The guest blog feature this month is written by Anne Marsden Thomas. Anne is one of the most influential organ teachers of today, and has wide experience as a concert organist. She has written and edited over twenty books for organists. She is Director of Music at St Giles Cripplegate Church, City of London. In 2015 she was awarded the MBE in the Queen’s New Year Honours, and in 2017 she was the first woman to receive the Royal College of Organists’ highest distinction, the RCO Medal.  She is also co-Chair of the Society of Women Organists.

You may wonder why Frederick Stocken and I have written a new organ tutor – the New Oxford Organ Method (NOOM), published last July by Oxford University Press. After all, there are many organ tutors on the market already. But our combined experience after years of organ teaching indicated that most of the tutors already on the market are either out of date, or hard to use. Besides, although there is excellent tuition within some tutors, Frederick and I felt that none of them offered the comprehensive and up-to-date training that students seek. We wanted to write something different.

So, what is different about NOOM? First, it offers a fully integrated structure. We felt this was vital because most popular organ methods group registration, technique, style and practice strategies into different sections, with pieces as a separate activity, leaving the student or teacher the major challenge of cherry-picking pieces and related exercises in progressive order. Instead, our tutor enables users to proceed in a continuous flow through the book.

————

● Set tasks:
[a] According to the passage on the New Oxford Organ Method, which publisher released the book?
[b] Repeat word for word the part of the New Oxford Organ Method passage between "So, what is" and "through the book.", inclusive.

————

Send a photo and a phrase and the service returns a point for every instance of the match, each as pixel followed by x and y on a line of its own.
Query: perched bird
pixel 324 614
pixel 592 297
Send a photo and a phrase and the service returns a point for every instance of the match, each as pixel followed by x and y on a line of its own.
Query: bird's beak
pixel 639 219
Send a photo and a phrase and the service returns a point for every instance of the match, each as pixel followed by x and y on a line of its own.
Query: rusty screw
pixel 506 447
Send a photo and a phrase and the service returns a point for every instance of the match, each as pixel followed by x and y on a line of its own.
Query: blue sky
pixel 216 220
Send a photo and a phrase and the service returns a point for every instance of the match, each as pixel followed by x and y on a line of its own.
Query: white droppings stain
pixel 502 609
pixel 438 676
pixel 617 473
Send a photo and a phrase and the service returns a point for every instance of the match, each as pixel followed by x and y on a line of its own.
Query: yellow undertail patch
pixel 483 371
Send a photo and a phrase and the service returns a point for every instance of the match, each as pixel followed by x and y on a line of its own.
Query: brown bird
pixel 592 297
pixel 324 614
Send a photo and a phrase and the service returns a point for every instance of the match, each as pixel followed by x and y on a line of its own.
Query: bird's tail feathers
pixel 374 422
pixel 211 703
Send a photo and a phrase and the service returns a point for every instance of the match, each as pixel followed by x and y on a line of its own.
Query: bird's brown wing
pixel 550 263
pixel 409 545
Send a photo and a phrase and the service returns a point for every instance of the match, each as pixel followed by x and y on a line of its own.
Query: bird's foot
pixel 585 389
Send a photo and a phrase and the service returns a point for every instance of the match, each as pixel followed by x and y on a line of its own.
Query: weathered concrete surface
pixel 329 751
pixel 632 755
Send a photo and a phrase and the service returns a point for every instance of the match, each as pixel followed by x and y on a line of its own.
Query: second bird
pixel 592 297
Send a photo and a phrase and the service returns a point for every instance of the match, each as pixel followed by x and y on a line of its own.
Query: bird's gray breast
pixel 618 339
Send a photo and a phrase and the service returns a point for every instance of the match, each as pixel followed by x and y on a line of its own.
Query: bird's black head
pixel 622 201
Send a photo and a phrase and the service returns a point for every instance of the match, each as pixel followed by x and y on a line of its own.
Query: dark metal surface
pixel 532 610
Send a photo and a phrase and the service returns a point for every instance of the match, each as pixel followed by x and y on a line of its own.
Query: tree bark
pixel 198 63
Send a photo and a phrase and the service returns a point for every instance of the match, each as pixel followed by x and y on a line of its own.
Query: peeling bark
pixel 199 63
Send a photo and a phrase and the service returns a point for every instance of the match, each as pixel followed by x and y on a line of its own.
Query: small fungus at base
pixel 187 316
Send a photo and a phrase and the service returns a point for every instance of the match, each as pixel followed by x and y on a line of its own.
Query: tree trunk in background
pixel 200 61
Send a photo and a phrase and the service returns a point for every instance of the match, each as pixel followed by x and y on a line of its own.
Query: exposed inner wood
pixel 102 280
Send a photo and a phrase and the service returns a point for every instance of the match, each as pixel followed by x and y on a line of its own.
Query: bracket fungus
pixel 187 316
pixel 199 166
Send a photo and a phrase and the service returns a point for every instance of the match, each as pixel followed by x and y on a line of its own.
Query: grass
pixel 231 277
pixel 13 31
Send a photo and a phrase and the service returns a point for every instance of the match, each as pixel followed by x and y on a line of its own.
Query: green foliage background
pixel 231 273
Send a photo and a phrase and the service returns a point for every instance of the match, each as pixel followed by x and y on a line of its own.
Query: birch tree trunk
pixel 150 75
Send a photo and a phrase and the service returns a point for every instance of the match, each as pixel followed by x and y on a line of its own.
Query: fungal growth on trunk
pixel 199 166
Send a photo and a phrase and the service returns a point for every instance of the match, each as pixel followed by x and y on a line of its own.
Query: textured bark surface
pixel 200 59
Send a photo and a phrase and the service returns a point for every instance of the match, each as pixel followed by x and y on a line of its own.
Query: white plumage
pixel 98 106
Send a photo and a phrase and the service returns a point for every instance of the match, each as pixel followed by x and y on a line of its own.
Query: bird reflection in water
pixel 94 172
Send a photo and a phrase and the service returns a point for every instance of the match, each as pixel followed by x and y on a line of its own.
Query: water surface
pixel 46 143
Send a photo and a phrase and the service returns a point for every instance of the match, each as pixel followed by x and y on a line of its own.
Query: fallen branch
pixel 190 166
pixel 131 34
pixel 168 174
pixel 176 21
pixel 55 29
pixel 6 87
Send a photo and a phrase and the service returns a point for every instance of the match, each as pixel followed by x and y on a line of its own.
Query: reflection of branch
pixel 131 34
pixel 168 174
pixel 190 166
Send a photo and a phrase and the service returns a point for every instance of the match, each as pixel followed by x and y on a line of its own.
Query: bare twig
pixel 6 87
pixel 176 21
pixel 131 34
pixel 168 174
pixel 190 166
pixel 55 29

————

● Written answers:
[a] Oxford University Press

[b]
So, what is different about NOOM? First, it offers a fully integrated structure. We felt this was vital because most popular organ methods group registration, technique, style and practice strategies into different sections, with pieces as a separate activity, leaving the student or teacher the major challenge of cherry-picking pieces and related exercises in progressive order. Instead, our tutor enables users to proceed in a continuous flow through the book.